• _EXERCISE OBJECTIVE_
Please display, unchanged, each line of the rows below that contains the string "rule".

┌──

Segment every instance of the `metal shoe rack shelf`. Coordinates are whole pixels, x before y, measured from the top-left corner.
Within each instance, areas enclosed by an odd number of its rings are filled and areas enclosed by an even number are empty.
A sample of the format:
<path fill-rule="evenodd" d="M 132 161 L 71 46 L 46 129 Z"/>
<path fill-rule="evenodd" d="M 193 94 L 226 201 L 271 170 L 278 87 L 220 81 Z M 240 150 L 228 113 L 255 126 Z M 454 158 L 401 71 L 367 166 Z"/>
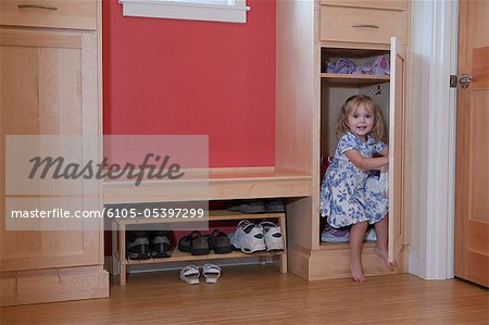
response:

└──

• _RESPONSE FOR THIS EXERCISE_
<path fill-rule="evenodd" d="M 132 161 L 71 46 L 46 129 Z"/>
<path fill-rule="evenodd" d="M 193 94 L 226 201 L 271 170 L 278 87 L 220 81 Z M 240 150 L 228 113 L 255 126 Z M 454 158 L 401 71 L 367 166 Z"/>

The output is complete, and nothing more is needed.